[Supplied records start]

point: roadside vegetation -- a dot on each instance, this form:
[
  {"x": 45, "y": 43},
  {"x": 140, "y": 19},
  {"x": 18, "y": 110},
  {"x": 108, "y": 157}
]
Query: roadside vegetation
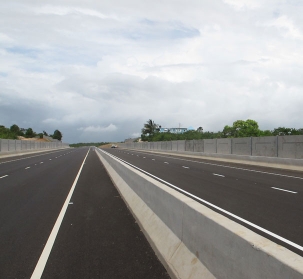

[Supplied records end]

> [Written problem]:
Arrange every line of the items above as a Markdown table with the columns "Row" and "Line". Number each row, skip blank lines, and leave the pictures out.

> [Answer in full]:
| Row | Line |
|---|---|
| 1 | point: roadside vegetation -- a dot on each instance, this form: |
| 2 | [ |
| 3 |   {"x": 45, "y": 43}, |
| 4 |   {"x": 140, "y": 19}, |
| 5 |   {"x": 18, "y": 110}, |
| 6 |   {"x": 108, "y": 157} |
| 7 | ] |
| 8 | Query: roadside vegetation |